DOCUMENT TEXT
She bounded into the kitchen tonight – 15 pounds of lab puppy, tail swinging, ears flopping – and I felt like applauding. Almost two weeks ago she was fighting for her life in an oxygen tank. A bacterial infection had gone viral, and then into pneumonia, accompanied by coughing, runny nose, and loss of appetite. Serious stuff for a puppy that only a few days earlier had been lying in a cage at Animal Welfare. I passed by that cage several times and noted that her brown eyes followed me, but she never moved. She remained on her side until I stopped and sat down, then her head lifted a little. I poked two fingers through the metal cage and said, “Here, girl.” She slowly rolled on to her tummy, cocked her head at my wiggling fingers and scrambled up and over to lick. And that was that.
We paid Animal Welfare the requisite $75 to hand her over, complete with spay operation, shots, and a goodie bag containing food samples and coupons. For two days, we reveled in our good fortune to have adopted a full-bred black lab puppy with a good disposition and enough intelligence to do most of her business outside. She didn’t fuss when we put her in the crate, slept through the night, and allowed us to carry her around when we felt like it. What we didn’t know was that her intestines were harboring hookworm and she was incubating a deadly illness.
After four days in the oxygen tank at the Emergency Animal Clinic, we took her back to our vet, where she spent another night under observation. When we told our friends the sad story of Grace and her illness, most of them looked at us with a mixture of confusion and astonishment. It was clear that they weren’t sure whether to console us for the puppy’s illness or our climbing credit card bill.

EXTRACTED DATA
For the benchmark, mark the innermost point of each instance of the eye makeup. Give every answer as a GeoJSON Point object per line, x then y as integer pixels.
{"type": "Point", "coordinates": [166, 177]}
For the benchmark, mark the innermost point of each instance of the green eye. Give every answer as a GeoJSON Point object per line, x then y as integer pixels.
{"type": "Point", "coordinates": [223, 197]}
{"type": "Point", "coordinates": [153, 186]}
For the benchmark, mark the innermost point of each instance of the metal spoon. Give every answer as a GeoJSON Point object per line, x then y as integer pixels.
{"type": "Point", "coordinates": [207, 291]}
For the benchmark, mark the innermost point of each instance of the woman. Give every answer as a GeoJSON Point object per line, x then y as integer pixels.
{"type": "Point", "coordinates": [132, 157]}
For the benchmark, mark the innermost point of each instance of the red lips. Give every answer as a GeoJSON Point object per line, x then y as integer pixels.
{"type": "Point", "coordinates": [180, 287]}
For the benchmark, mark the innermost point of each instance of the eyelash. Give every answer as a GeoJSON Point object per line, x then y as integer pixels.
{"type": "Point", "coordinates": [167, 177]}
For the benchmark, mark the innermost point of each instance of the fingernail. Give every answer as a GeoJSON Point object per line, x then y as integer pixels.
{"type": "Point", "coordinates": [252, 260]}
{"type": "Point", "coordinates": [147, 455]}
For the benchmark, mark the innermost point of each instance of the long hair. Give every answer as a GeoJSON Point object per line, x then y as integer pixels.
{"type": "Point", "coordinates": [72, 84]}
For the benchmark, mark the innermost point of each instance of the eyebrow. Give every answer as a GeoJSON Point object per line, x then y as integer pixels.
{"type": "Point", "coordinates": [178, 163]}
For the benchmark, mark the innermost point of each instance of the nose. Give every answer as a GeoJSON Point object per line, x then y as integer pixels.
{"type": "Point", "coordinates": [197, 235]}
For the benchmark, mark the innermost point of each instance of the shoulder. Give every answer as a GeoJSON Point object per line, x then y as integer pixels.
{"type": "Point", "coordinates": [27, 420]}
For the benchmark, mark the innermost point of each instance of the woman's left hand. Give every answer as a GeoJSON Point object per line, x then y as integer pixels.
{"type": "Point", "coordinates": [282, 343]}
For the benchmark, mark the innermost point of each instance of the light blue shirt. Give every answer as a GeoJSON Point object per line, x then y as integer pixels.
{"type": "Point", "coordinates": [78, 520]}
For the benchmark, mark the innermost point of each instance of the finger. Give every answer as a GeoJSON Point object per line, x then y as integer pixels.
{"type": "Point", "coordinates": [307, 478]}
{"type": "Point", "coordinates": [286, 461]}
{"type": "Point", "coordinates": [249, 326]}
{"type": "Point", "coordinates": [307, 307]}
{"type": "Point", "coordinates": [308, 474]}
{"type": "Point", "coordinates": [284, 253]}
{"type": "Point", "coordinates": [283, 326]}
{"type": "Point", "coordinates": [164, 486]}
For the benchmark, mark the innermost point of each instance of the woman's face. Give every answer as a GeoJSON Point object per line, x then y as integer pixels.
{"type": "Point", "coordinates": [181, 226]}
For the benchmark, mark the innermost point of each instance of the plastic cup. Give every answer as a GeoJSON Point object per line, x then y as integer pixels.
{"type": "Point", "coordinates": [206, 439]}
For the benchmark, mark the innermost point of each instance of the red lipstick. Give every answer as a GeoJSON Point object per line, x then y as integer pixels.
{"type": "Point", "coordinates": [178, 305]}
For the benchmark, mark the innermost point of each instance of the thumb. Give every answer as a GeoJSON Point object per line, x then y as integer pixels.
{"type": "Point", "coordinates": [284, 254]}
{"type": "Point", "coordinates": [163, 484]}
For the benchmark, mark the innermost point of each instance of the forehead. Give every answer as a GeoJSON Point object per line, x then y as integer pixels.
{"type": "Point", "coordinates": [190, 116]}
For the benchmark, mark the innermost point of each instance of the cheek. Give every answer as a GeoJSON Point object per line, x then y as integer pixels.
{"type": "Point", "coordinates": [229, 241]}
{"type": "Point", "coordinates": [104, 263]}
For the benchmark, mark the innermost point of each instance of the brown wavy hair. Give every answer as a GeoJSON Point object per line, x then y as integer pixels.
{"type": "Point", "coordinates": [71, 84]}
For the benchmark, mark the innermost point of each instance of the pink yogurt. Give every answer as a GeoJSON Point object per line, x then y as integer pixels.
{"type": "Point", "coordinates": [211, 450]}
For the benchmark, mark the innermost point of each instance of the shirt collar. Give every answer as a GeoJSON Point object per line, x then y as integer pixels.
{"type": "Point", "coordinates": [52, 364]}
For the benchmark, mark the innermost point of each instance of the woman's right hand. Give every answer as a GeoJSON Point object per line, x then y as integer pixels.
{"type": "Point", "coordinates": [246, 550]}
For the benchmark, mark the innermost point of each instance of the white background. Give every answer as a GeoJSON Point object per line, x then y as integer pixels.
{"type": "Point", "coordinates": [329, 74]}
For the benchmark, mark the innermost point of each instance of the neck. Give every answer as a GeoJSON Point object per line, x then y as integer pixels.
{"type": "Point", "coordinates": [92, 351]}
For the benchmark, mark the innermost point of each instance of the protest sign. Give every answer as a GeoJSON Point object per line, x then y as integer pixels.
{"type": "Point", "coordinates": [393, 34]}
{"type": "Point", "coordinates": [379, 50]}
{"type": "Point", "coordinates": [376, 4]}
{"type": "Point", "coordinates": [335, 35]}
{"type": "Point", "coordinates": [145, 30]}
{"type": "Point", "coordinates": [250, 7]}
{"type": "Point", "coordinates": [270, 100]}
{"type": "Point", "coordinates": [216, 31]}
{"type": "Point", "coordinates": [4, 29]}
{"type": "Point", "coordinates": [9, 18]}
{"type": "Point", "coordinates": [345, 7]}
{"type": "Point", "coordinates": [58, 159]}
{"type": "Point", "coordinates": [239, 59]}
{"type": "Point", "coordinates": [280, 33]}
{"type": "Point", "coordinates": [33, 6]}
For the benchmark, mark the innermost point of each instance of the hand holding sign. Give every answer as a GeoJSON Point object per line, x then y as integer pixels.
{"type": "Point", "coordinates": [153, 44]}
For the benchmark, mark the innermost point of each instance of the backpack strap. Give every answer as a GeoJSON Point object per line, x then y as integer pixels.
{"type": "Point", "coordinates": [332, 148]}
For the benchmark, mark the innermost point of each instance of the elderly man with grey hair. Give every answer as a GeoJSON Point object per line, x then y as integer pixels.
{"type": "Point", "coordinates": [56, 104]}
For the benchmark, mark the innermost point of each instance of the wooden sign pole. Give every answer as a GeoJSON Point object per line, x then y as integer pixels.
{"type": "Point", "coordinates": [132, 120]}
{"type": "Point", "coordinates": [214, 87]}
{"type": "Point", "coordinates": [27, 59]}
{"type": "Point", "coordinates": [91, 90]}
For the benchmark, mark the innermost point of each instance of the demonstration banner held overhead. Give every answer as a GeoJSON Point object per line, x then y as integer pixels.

WHAT TO WORK ON
1. In one to three sentences, explain why the friends reacted with confusion and astonishment when told about Grace's illness, according to the puppy story.
2. Please copy the puppy story exactly from "After four days" to "credit card bill.".
3. In the puppy story, how much did the couple pay Animal Welfare to adopt the puppy?
Base your work on the puppy story alone, not on the data.

REPLIES
1. The friends weren't sure whether to console the couple for the puppy's illness or for their climbing credit card bill.

2.
After four days in the oxygen tank at the Emergency Animal Clinic, we took her back to our vet, where she spent another night under observation. When we told our friends the sad story of Grace and her illness, most of them looked at us with a mixture of confusion and astonishment. It was clear that they weren’t sure whether to console us for the puppy’s illness or our climbing credit card bill.

3. $75